REQUIREMENTS: From the line containing "Tag every instance of the golden" to the end of the listing, write out every line exactly; leave out everything else.

SOURCE RECORDS:

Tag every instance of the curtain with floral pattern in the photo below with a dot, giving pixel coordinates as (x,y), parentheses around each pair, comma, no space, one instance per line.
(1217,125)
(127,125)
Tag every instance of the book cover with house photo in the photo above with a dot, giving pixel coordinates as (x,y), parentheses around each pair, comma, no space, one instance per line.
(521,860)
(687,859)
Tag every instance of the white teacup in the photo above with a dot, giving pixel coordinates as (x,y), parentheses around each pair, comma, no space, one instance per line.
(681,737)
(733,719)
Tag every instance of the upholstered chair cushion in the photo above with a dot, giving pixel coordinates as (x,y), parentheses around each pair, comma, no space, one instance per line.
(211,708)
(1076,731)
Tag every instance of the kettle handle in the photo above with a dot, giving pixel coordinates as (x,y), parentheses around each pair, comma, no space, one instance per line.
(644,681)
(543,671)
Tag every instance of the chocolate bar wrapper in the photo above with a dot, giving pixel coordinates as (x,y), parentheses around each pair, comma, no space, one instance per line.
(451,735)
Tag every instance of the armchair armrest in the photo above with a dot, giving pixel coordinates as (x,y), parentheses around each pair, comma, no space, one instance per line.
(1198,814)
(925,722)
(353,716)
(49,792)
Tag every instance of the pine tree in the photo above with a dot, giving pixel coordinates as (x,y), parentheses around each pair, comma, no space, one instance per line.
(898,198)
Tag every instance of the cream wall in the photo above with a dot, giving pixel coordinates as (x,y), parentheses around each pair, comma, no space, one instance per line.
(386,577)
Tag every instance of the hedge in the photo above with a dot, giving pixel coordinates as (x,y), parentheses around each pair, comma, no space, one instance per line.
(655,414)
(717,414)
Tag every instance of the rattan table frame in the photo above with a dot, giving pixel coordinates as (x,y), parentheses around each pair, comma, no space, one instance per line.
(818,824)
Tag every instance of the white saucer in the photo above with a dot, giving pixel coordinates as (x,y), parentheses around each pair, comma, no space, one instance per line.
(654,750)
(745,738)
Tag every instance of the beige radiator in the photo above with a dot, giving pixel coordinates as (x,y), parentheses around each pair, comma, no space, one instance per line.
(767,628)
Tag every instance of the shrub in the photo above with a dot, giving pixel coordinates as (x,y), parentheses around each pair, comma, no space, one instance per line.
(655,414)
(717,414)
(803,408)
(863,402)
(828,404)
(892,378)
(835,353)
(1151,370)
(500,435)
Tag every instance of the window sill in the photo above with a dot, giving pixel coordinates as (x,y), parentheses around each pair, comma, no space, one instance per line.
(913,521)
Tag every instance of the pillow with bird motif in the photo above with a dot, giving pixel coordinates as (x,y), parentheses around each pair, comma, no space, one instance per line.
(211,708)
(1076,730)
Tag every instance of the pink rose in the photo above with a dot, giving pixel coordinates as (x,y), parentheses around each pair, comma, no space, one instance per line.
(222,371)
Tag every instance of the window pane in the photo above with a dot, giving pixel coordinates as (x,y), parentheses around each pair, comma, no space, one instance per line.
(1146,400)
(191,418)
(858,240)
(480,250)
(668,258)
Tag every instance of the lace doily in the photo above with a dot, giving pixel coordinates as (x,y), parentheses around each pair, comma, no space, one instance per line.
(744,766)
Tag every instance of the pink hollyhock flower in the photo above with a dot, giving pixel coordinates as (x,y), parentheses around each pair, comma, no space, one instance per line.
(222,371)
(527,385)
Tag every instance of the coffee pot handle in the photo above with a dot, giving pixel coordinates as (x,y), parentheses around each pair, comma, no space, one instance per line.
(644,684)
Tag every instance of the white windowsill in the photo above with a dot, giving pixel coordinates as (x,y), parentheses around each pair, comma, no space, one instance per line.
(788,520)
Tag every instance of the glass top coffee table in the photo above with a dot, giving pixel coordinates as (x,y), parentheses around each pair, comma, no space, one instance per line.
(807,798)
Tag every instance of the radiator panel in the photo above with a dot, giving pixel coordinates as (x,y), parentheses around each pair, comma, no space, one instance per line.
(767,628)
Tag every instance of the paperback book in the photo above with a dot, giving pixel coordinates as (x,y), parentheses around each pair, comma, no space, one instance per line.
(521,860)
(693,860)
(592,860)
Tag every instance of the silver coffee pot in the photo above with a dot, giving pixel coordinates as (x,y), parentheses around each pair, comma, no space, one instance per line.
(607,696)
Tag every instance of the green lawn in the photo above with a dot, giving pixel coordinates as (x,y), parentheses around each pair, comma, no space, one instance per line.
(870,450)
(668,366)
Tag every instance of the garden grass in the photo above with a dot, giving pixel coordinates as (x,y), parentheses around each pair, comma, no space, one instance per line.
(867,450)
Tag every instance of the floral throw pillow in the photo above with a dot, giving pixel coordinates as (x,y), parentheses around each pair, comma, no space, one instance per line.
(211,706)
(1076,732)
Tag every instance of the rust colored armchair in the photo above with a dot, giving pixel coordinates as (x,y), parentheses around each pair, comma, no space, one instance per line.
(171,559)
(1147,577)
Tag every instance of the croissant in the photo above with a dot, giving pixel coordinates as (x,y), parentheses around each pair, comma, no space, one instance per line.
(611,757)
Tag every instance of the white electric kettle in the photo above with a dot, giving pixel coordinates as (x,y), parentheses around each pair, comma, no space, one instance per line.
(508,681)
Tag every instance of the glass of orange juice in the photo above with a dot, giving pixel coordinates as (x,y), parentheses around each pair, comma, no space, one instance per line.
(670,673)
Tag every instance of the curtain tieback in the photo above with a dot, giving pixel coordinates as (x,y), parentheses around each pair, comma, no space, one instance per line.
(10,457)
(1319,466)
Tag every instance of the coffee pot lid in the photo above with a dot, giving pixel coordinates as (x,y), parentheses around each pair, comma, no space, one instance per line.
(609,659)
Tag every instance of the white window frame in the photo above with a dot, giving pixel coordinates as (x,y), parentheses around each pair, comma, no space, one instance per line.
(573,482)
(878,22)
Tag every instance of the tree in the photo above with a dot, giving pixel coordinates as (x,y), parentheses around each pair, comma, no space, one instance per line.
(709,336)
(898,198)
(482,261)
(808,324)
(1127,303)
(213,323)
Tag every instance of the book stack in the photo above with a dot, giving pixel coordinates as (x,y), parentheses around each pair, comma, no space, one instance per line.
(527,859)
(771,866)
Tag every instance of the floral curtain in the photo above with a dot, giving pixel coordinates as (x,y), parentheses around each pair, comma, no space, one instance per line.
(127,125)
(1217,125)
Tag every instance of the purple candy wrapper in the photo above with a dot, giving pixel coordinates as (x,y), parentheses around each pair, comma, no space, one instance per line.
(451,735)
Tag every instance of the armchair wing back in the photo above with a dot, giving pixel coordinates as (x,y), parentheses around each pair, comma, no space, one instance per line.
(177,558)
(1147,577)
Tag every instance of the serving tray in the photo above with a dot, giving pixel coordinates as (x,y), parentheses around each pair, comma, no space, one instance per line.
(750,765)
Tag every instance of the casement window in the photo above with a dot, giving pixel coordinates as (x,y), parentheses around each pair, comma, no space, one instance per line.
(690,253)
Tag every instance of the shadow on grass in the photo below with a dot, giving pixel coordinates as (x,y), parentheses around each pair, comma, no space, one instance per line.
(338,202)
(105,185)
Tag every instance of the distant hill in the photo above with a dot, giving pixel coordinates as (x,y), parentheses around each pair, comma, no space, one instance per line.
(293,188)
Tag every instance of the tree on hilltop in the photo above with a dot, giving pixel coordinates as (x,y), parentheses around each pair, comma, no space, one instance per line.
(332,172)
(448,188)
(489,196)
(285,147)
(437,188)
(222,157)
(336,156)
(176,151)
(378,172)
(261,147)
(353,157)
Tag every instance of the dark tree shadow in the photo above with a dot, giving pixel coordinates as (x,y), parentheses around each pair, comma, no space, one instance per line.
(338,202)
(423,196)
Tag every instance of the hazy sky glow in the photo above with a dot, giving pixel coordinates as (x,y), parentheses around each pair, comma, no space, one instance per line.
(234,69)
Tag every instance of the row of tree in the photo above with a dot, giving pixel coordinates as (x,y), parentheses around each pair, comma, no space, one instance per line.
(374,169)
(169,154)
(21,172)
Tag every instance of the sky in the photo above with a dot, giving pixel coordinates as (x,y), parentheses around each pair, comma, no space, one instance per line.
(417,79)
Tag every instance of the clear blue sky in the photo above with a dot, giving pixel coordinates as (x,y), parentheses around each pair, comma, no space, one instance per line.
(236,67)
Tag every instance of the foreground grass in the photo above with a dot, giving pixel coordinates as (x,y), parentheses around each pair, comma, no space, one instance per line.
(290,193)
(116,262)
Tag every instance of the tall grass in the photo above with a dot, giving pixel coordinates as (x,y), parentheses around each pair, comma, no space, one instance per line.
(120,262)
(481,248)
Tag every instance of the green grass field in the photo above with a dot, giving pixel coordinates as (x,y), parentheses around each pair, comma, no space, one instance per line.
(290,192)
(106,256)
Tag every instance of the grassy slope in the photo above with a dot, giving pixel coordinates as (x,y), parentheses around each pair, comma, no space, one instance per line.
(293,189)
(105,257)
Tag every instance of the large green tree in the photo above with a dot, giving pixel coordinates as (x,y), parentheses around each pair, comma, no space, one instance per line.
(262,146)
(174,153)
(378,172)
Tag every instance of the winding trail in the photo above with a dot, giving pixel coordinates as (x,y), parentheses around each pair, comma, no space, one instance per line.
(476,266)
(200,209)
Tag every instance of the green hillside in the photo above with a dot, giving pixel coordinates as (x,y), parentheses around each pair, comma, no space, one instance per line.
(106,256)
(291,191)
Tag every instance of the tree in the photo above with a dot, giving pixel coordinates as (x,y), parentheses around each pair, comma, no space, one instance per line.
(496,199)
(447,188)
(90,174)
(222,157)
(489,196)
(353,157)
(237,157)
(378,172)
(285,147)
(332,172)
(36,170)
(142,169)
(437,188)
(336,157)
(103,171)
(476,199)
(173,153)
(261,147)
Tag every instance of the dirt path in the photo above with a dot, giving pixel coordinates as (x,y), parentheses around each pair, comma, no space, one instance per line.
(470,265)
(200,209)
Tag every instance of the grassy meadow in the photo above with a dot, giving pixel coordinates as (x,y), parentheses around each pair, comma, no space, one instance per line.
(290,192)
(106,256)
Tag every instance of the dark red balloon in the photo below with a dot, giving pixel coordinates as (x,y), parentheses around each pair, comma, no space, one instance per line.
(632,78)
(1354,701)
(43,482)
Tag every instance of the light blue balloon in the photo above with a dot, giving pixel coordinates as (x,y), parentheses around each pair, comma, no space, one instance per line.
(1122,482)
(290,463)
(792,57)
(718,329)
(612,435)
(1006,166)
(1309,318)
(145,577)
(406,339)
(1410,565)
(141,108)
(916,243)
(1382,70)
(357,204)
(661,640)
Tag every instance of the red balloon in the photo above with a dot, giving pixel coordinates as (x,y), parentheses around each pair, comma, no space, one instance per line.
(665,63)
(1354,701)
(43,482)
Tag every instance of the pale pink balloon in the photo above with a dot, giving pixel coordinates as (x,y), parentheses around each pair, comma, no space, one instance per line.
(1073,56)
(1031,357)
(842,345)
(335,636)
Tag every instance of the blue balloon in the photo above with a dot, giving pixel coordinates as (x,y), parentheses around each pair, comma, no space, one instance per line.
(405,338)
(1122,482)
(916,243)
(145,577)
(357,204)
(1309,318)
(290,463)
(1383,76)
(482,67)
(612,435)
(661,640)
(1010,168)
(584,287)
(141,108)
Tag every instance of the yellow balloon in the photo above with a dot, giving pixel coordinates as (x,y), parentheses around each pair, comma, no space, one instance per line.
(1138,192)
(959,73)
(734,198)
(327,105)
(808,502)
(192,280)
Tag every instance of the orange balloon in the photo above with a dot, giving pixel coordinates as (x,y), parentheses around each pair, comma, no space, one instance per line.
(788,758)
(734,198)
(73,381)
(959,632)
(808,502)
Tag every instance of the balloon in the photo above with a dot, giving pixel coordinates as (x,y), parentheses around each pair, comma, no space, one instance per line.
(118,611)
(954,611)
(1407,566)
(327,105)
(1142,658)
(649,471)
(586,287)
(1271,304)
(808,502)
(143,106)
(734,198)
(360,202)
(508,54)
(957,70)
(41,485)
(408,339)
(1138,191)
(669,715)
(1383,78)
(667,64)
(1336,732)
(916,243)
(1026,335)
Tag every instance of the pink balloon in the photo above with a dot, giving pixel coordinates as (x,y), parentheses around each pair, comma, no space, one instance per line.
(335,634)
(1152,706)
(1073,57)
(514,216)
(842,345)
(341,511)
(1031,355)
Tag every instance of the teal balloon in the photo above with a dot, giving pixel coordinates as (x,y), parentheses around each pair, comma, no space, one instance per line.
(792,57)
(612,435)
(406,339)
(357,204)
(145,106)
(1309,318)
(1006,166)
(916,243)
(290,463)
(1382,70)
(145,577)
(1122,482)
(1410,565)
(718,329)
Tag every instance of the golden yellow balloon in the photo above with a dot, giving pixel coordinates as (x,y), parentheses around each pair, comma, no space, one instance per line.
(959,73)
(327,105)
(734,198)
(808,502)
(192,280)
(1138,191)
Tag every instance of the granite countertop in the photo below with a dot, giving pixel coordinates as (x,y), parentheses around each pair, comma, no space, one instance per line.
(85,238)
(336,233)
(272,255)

TASK RESULT:
Tag every instance of the golden yellow balloon in the photo above with a dot, giving pixel coordinates as (x,y), parentheses around each pair, comma, no space, one instance per line.
(959,73)
(327,105)
(734,198)
(808,502)
(192,280)
(1138,191)
Tag every instance of the granite countertop in the photo below with a dot, giving pixel coordinates as (x,y), parentheses around each pair, comma, no space, one instance per line.
(85,238)
(336,233)
(272,255)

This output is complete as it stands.